----- Document

Prince Platon Alexandrovich Zubov, Lover of Catherine II (the Great) of Russia

by Susan Flantzer  © Unofficial Royalty 2020

Prince Platon Alexandrovich Zubov; Credit – Wikipedia

  • Patronymics: In Russian, a patronymic is the second name derived from the father’s first name: the suffix -vich means “son of” and the suffixes -eva, -evna, -ova, and -ovna mean “daughter of”.

Prince Platon Alexandrovich Zubov was the last lover of Catherine II (the Great), Empress of All Russia. There was a thirty-eight-year age difference between Platon and Catherine. He was also one of the conspirators in the assassination of Catherine II’s son and successor Paul I, Emperor of All Russia, and was one of the fourteen people present at Paul’s murder. Born on November 26, 1767, Platon was the fifth of the six children and the third of the four sons of Alexander Nikolaievich Zubov (1727 – 1795) and Elizabeth Vasilievna Voronova (1742 – 1813).

Platon Alexandrovich had four older siblings and one younger sibling:

  • Anna Alexandrovna Zubova (1760 – after 1787), married Osip Ivanovich Horvath, had two children
  • Nicholai Alexandrovich Zubov (1763 – 1805), married Natalia Alexandrovna Suvorov, had seven children
  • Dmitri Alexandrovich Zubov (1764 – 1836), married Praskovye Alexandrovna Vyazemskaya, had six children
  • Olga Alexandrovna Zubova (1765 – 1849), married Alexander Alexeivich Zherebtsov, had four children
  • Valerian Alexandrovich Zubov (1771 – 1804), unmarried

Prince Grigory Alexandrovich Potemkin; Credit – Wikipedia

The great love of Empress Catherine’s life was Prince Grigory Alexandrovich Potemkin who had a relationship with Catherine from 1774 until he died in 1791. After a period of exclusivity, Potemkin and Catherine worked out a new relationship that preserved their affection toward each other and their political collaborations but allowed each of them to choose other sexual partners. Besides being Catherine’s lover, Potemkin was Grand Admiral of the Black Sea Fleet, Field Marshal of the Russian Army, and Governor-General of New Russia. Potemkin served as a diplomat, was a member of the Imperial Council and was president of the War College. He built the Black Sea Fleet and founded the cities of Sevastopol and Kherson in Crimea. Potemkin’s achievements include the peaceful annexation of Crimea and the successful Russo-Turkish War.

In June 1789, Platon Alexandrovich Zubov was a 22-year-old officer in the Lifeguards Horse Regiment when Count Nikolai Ivanovich Saltykov introduced him to Empress Catherine in an effort to supplant his enemy Prince Grigory Potemkin from his various positions. Potemkin had approved of all Catherine’s other lovers from 1777 – 1789 but he vehemently disapproved of Platon. He saw Platon for what he was – poorly educated, vain, and greedy for wealth, estates, honors and titles for himself, his father and his three brothers. Although Potemkin died in 1791, he was proven correct. Platon would become the last of Catherine’s lovers, become a Count and a Prince of the Holy Roman Empire, and along with his father and three brothers who all became Counts, would accumulate enormous fortunes and would become widely reviled for corruption and cruelty.

----------

* Goal of the exercise: In the article on Platon Zubov, who introduced Zubov to Empress Catherine in June 1789?

----- Given entries

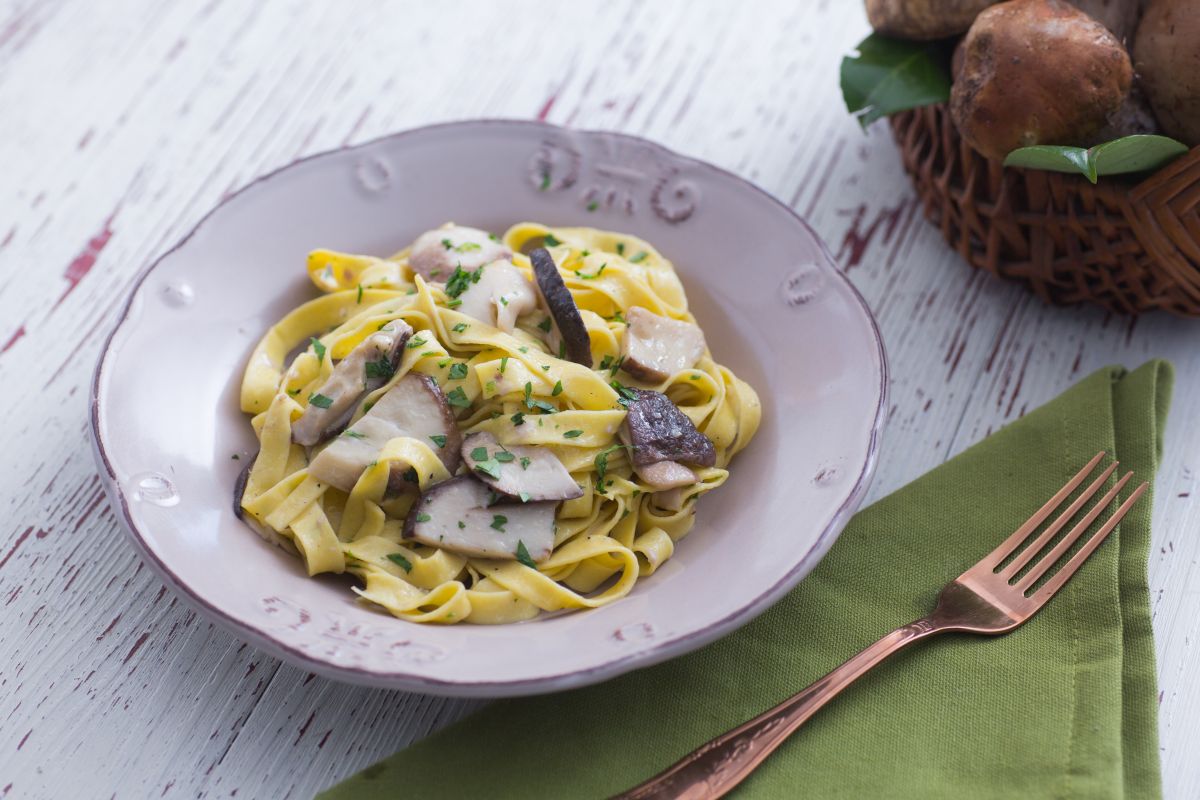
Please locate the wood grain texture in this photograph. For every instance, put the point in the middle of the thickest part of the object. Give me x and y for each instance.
(127, 121)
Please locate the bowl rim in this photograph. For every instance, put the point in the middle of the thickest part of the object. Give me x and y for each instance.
(660, 650)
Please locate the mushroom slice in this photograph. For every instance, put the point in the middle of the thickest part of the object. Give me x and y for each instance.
(501, 295)
(657, 347)
(454, 515)
(436, 253)
(414, 407)
(519, 471)
(365, 368)
(660, 432)
(665, 475)
(571, 330)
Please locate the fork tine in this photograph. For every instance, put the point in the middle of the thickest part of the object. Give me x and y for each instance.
(1027, 554)
(1056, 553)
(1006, 548)
(1063, 575)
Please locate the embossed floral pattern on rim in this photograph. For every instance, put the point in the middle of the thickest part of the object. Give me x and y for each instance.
(651, 647)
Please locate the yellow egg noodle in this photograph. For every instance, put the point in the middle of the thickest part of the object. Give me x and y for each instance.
(619, 529)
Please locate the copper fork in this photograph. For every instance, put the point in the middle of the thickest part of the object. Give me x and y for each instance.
(991, 597)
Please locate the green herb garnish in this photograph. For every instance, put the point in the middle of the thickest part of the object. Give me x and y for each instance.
(523, 555)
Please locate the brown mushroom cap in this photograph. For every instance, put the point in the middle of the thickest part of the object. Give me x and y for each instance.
(1037, 72)
(1167, 52)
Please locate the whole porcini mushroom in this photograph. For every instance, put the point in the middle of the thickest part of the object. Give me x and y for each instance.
(923, 19)
(1037, 72)
(1167, 53)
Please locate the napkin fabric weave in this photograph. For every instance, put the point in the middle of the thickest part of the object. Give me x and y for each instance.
(1065, 707)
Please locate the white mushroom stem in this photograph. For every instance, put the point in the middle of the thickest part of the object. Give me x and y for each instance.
(436, 253)
(365, 368)
(501, 296)
(658, 347)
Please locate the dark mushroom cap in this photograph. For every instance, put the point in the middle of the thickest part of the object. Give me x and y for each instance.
(562, 307)
(658, 431)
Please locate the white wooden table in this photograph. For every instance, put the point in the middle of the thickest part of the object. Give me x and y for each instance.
(123, 122)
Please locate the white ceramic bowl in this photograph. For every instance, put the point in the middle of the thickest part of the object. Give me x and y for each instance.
(774, 307)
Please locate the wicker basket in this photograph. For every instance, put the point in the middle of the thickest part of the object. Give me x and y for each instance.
(1128, 246)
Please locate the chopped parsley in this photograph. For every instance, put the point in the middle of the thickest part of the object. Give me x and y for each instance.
(491, 467)
(523, 555)
(461, 280)
(400, 560)
(381, 368)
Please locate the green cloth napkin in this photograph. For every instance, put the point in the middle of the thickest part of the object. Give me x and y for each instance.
(1062, 708)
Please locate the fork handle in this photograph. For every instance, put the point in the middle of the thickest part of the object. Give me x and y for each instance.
(713, 769)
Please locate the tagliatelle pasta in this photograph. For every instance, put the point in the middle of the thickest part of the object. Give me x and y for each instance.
(514, 385)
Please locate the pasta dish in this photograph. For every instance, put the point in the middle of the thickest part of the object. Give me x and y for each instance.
(481, 428)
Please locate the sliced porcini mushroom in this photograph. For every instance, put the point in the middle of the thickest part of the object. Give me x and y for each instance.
(417, 408)
(660, 432)
(455, 515)
(436, 253)
(665, 475)
(365, 368)
(239, 487)
(501, 295)
(563, 311)
(519, 471)
(654, 347)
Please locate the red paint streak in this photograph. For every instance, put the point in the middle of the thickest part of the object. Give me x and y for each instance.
(856, 241)
(109, 629)
(12, 340)
(89, 511)
(87, 258)
(19, 541)
(304, 728)
(137, 645)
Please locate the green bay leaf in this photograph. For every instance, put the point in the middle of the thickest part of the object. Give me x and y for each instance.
(1132, 154)
(887, 76)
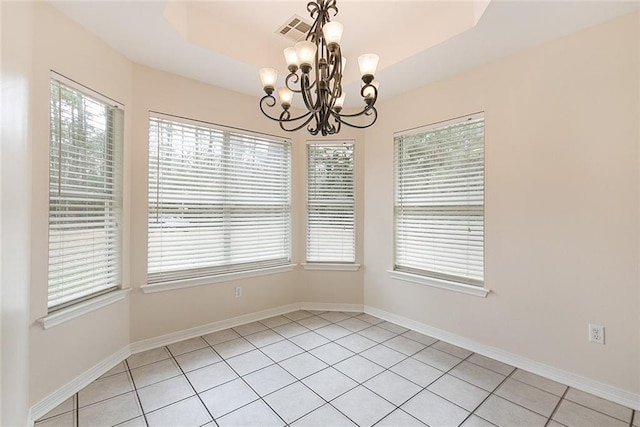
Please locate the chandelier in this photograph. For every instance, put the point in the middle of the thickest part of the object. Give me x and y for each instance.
(321, 64)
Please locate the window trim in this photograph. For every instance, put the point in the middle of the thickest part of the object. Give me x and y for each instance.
(479, 289)
(73, 311)
(260, 270)
(76, 307)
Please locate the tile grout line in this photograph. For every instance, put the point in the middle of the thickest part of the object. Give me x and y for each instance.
(557, 406)
(491, 393)
(351, 333)
(135, 389)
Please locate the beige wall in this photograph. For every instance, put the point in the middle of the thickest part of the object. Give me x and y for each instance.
(60, 354)
(156, 314)
(561, 236)
(556, 257)
(15, 168)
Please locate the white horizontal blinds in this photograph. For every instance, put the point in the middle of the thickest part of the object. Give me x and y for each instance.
(439, 201)
(219, 201)
(84, 196)
(330, 202)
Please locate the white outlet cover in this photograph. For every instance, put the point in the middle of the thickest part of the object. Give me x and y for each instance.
(596, 334)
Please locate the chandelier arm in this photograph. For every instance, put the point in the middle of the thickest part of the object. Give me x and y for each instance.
(336, 61)
(270, 101)
(307, 97)
(367, 112)
(295, 78)
(296, 127)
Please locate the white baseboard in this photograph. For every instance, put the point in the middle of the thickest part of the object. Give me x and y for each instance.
(72, 387)
(605, 391)
(328, 306)
(622, 397)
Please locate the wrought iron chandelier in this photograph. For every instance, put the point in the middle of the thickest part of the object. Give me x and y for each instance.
(321, 64)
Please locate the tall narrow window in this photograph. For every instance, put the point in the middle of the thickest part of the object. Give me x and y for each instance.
(219, 200)
(330, 202)
(85, 194)
(439, 201)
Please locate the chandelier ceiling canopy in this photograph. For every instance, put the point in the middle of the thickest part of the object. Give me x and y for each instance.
(316, 67)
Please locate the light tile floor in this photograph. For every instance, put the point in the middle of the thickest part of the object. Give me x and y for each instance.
(309, 368)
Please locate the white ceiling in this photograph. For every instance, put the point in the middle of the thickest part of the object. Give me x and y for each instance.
(224, 43)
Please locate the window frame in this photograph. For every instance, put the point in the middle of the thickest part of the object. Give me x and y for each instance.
(112, 166)
(424, 276)
(227, 271)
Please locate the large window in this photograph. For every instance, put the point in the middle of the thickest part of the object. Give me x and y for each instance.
(219, 200)
(84, 194)
(439, 201)
(330, 202)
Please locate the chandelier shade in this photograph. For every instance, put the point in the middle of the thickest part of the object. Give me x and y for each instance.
(316, 68)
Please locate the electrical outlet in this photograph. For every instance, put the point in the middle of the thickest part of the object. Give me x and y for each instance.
(596, 333)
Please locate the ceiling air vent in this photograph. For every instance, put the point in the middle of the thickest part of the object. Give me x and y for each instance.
(295, 29)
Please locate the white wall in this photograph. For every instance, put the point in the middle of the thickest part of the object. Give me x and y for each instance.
(561, 236)
(15, 168)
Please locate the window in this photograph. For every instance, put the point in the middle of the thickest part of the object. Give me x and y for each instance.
(439, 201)
(85, 194)
(219, 200)
(330, 202)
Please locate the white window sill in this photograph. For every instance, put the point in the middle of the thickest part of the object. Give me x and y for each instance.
(179, 284)
(326, 266)
(77, 310)
(439, 283)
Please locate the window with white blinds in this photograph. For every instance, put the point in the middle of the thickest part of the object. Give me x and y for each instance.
(330, 202)
(439, 201)
(85, 194)
(219, 200)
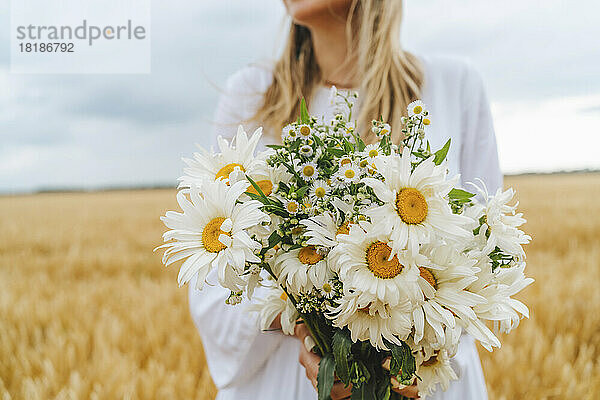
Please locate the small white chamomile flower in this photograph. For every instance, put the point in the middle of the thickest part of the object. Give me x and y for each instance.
(292, 207)
(345, 160)
(372, 151)
(308, 171)
(319, 190)
(385, 129)
(304, 130)
(417, 107)
(327, 290)
(349, 173)
(306, 150)
(289, 132)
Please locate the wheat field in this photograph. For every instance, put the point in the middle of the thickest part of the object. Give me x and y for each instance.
(88, 312)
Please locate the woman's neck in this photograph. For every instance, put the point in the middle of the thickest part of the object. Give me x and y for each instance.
(331, 46)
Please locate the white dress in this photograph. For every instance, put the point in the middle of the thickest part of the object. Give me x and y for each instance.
(246, 363)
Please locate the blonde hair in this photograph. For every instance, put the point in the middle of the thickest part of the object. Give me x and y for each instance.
(390, 77)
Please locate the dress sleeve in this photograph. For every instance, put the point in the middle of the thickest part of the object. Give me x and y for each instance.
(479, 152)
(234, 345)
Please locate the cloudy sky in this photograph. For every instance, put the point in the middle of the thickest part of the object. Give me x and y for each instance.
(540, 61)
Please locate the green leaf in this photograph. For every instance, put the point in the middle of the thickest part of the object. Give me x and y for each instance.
(384, 389)
(460, 194)
(342, 347)
(403, 362)
(337, 152)
(274, 240)
(302, 191)
(366, 391)
(325, 377)
(304, 117)
(258, 189)
(440, 155)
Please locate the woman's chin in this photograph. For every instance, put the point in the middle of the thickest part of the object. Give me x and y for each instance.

----------

* Result for this task: Count Nikolai Ivanovich Saltykov